*** Source document Section Begins ***
            The Sioux knew about Terrorism.  All Indians do.  The Sioux were chiseled in history for their great act of defiance against General Custer—for their  bravery in the Battle of Little Big Horn and many other skirmishes with civilization. 
           The Sioux reminded me of the Spartans of Vigilance.  They were fearless warriors in their day.  Now, they were peaceful reminders of an era past when they were beaten by Time and civilization’s advances.
            “I had many horses in my life,” Jim said after a long pause.  “Thunderbolt was my finest!”
            Jim smiled at me again.  The arrows of his eyes sank deep.  I felt like a child sitting at the feet of the wise man, soaking up his unspoken wisdom.  

           “You are “macho ici matia!   Wise Old Wolf!”
            “Why do you say that?”
            “You asked about my favorite horse.  Only a Wise Old Wolf would make me travel back on paths of greatness.   I had forgotten him.  Now he lives again.”
            I felt good.   Jim had a way of making me feel important.
            He stood tall, dignified in his old age.   He could have been seventy or eighty.   He spoke of his Comanche wife.   He spoke of the Great Spirit who gave him peace in a world of turmoil.    He was happy with his life.
*** Source document Section Ends ***
◆ Questions to answer:
A. In the story about Jim, what was the name of the horse Jim called his finest?
B. Which peoples or groups of people are named in the story about Jim? List every one.
C. Carry the story about Jim forward from its last sentence.
*** Records Section Begins ***
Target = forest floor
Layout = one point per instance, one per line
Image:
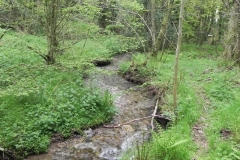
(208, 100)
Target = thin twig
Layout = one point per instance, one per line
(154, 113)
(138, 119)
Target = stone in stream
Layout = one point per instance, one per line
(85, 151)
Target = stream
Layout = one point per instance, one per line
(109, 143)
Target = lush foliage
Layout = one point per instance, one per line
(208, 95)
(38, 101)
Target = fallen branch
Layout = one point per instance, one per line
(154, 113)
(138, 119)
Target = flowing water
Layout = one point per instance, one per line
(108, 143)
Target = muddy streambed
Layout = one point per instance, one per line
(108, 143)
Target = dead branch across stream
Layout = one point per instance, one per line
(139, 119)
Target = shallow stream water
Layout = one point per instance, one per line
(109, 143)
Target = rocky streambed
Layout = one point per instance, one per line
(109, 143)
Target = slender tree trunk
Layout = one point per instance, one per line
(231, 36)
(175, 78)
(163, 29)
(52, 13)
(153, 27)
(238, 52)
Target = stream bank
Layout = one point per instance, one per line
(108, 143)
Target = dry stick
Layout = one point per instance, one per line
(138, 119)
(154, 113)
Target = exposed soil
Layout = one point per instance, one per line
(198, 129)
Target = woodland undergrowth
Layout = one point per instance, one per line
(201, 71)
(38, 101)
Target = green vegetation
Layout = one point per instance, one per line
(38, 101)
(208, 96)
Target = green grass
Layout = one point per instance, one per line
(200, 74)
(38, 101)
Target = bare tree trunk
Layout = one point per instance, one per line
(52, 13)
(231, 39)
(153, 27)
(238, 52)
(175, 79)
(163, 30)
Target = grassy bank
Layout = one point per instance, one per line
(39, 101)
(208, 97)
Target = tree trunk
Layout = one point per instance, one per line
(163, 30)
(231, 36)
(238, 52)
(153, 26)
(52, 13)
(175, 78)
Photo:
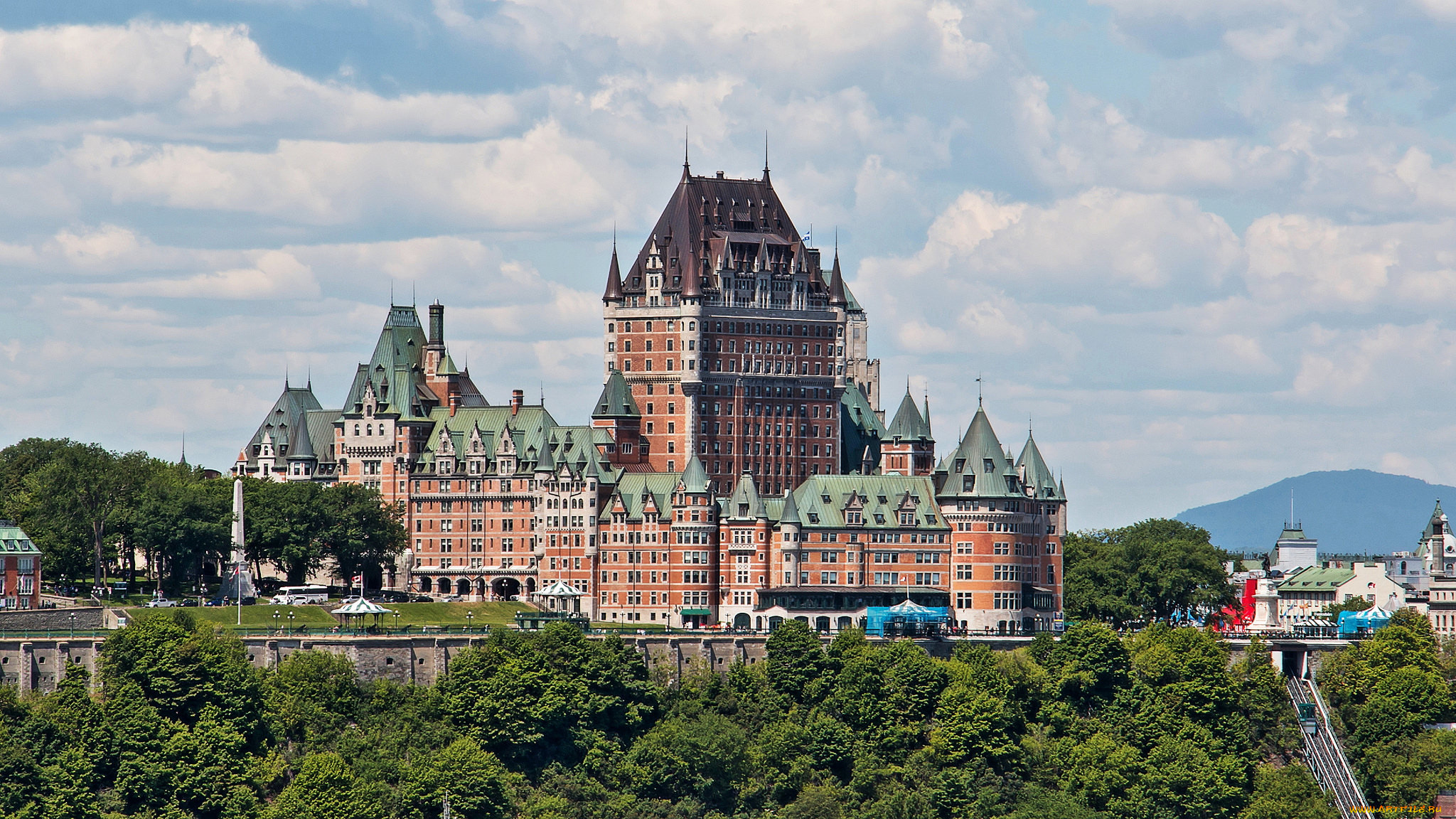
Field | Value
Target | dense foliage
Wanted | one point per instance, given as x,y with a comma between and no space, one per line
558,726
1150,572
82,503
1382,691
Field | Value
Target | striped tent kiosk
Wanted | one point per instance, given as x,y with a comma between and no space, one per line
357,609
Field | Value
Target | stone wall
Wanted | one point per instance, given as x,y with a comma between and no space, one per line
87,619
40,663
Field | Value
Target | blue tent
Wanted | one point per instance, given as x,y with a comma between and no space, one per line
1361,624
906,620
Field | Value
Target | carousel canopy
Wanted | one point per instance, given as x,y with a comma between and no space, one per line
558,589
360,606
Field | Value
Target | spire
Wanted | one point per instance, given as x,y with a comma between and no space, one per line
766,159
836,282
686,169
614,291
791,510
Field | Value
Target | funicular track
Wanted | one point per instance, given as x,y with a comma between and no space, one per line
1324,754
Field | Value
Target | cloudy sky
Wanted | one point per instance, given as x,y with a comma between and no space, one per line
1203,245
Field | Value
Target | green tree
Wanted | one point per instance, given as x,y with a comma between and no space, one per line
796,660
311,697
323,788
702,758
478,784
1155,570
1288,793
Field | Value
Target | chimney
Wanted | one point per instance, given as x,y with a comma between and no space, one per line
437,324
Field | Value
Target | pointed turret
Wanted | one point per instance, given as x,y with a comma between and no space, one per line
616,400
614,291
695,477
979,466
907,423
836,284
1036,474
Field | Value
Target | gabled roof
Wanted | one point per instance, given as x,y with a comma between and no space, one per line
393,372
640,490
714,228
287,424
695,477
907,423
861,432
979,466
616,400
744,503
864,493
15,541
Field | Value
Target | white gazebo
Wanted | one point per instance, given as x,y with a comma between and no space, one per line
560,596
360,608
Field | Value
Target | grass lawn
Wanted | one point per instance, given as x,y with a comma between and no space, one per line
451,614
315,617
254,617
*** Records Section Ends ***
◆ Your responses:
A. Thunderbolt

B. The Sioux, Indians, the Spartans of Vigilance, and the Comanche.

C.
            “Were you afraid to die at Ground Zero?” he asked.
            I paused, remembering the black cloud and the earth erupting as the buildings crashed, and the women beside me wailing, “We’re all going to die…we’re all going to die.”
            “No,” I replied.   “I was ready to die.”
            “That is good,” Jim said.
            Earlier, I had told him the story of the women screaming about dying when the Twin Towers began to fall and we all thought we were about to die.   I told him how I put my arms around them and pulled them into the wall of the building we were standing against to protect them from the debris and fallout.   And how I instinctively told them over and over “think of something beautiful if we’re going to die…think of something beautiful.”  
            I had no idea where those words came from on Nine Eleven.  All I knew is that I didn’t want to die in fear, or intimidation, or with complacency.
            “It is good you do not face death with fear.”   Jim nodded as he spoke.   “Courage is knowing you are invincible to death.  If you believe in life, death cannot haunt you.   Death only hunts those who fear it.”
            “Yes, I understand,” I said.   And I did.  In Vietnam I had faced death many times.  In January 1996 I  faced colon cancer.   On September 11th I faced another kind of death…being killed by Terrorism of yet another kind.    I had had my share of skirmishes with the Terrorism of Death.  I knew there were more days to come.
           “You are a wise old wolf to not fear death.   Your wisdom can feed the world.  But you must not hurry.  Ride your pony to the mountains in the morning.   Drink in Nature.  Respect Her.   And you will prosper.  You will not be afraid.”
            Every part of me wanted to yell:  “But what do you know of Terrorism?   What can you tell me that I don’t already know or have experienced?” 
            But I knew Jim was Time itself.
            He knew everything.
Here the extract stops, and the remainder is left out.